### DOCUMENT SEGMENT
Mott Haven-raised priest fought for immigrants’ rights
Father John Grange, the longtime pastor at St. Jerome’s church on Alexander Avenue, is dead after losing his battle with cancer. He died at Calvary Hospital in Morris Park on Oct. 17. Funeral Mass was held on Oct. 22 at St. Jerome’s.
Grange was well known around Mott Haven as an unflinching advocate for residents, and for its large immigrant community.
“The hallmark of his priesthood was his devotion to the parish,” said Joseph Zwilling, a spokesman for the Archdiocese of New York. “The two became synonymous.”
At St. Jerome’s Rectory next to the church with his three young children, Adilio Chavarria, 32, a parishioner at St. Jerome since arriving in Mott Haven from Guatemala in 1999, said Father Grange turned his life around. Chavarria said Grange was devoted to helping him and other young men in the youth group that met regularly at the church, many of whom had problems stemming from drug and alcohol abuse. There were no communication barriers because Father Grange’s Spanish was flawless, he said.
When the Archdiocese transferred Father Grange to St. Athanasius Church in Longwood five years ago, the priest was “depressed, despondent. When he told us he was being transferred, he said his coffin was here,” said Chavarria, pointing to the stairwell leading to the basement of the rectory.
Juana Garcia, 49, received the news of the priest’s death with dismay. She came to Mott Haven from Mexico in 1988 and was instantly struck by her pastor’s playful sense of humor when she began going to Mass at St. Jerome.
“He was a joker. He had charisma,” she said. “He would say to us at Mass, ‘I know you’re in a hurry, I know you all want to go, but I have something to say.’ Then he knew he had our attention; he would give his sermon and we were all listening. Then he would finish and tell us ‘Ok, now get out of here.’”
John Grange was born in the Bronx in 1940 and attended St. Jerome’s School as a child. He was ordained as a priest in 1966 and returned to St. Jerome as an associate pastor before becoming pastor in 1982.
In an interview with archivists for the Ireland House History Collection in 2009, Grange recalled that “Around 1950 there was a big, big infusion of Puerto Ricans in our neighborhood. And I got to know some of them, and the priests that I admired were working with them, you know and they went to learn Spanish.”
Grange was sent to learn Spanish in an immersion program in Ponce, Puerto Rico after his ordination. It came in handy again decades later when the wave of Mexican immigration to Mott Haven began.

### QUESTIONS TO ANSWER
[1] From the article about Father John Grange, write out word for word the part that opens with the words containing "John Grange was" and closes with "pastor in 1982.".
[2] Continue the article about Father John Grange from the point where it stops.

### EXTRACTED DATA
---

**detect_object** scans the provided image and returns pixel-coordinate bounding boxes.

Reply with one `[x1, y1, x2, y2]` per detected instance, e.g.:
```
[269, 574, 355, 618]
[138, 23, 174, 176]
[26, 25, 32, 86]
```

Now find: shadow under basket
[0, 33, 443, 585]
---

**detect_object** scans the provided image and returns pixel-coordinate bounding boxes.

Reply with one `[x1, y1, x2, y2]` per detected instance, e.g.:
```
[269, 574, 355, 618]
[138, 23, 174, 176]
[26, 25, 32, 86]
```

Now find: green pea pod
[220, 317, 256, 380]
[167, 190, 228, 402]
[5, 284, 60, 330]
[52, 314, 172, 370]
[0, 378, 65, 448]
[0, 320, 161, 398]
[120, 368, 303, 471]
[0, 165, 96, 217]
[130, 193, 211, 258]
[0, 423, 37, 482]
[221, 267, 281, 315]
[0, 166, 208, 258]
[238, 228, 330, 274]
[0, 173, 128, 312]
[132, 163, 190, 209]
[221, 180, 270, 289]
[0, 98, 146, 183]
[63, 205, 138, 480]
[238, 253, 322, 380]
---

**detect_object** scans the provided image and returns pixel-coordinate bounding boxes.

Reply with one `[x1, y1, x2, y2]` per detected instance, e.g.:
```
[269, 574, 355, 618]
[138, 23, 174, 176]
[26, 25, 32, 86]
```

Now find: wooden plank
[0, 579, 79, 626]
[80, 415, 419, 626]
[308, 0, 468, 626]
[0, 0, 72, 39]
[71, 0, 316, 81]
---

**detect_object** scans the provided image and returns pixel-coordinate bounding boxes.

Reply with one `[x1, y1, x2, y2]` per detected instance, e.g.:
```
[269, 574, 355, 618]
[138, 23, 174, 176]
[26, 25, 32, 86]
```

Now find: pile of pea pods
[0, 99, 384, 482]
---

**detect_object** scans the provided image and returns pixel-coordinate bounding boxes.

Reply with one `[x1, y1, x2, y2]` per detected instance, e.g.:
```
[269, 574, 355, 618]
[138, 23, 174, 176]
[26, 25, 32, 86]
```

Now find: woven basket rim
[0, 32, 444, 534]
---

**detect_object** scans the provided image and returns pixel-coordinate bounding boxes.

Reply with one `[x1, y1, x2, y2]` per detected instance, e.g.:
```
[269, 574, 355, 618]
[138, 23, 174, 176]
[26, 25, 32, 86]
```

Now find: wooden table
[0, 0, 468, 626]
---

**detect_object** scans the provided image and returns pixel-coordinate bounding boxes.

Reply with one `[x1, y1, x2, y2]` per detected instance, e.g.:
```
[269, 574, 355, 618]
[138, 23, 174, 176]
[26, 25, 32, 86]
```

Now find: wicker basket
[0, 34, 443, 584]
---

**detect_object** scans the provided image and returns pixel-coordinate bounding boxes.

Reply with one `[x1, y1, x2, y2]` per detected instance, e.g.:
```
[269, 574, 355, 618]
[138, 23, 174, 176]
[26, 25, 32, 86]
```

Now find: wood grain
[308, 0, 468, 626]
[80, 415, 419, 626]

### ANSWERS PER TASK
[1]
John Grange was born in the Bronx in 1940 and attended St. Jerome’s School as a child. He was ordained as a priest in 1966 and returned to St. Jerome as an associate pastor before becoming pastor in 1982.

[2]
“It was a very poor parish, it was kind of run down and falling apart,” Grange recalled. “I said where can people live around here? Because we had just gone through the burn outs. The Mexicans did it by living a family in a room. If they had five rooms, they had five families. Very, very hard-working people.”
In the late 1990s, Grange persuaded the Archdiocese to secure funding to renovate the church rather than shut it down as it had been considering. The HANDS Community Center opened in the church basement in 2000, and remains a key social service provider for Mott Haven’s immigrants.
In the memorial sermon on Oct. 22, Father Greg Lyttle, who was friends with Grange for decades, said Grange’s devotion to his parishioners made him appear distracted in other matters. He said that on one occasion when they were slated to meet at an upscale restaurant, Grange showed up wearing a torn nylon coat mended with duct tape.
“He didn’t return phone calls. He did not know how to access the answering device on his cell phone,” said Lyttle, explaining that his friend was “busy with other things. He had reason to be distracted because he was in court or in one of these buildings,” advocating for embattled tenants.
With an ecumenical organization called South Bronx churches, Grange and other activists fought to build housing for thousands of low-income residents.
State Senator Joseph Serrano Jr., who represents Mott Haven, attended St. Jerome’s school as a child. He held up a faded photo of himself as a child alongside Father Grange in the 1970s at St. Jerome’s.
“He taught us all to think outside the box,” recalled Serrano. When he told the packed church that his father, Congressman Jose E. Serrano, called Grange “not only the best Irish-American priest, but the best Puerto Rican priest and the best Dominican priest that the South Bronx has ever had,” the largely Latino crowd erupted in applause.
Father Grange’s last assignment was at Church of Guadalupe in Manhattan.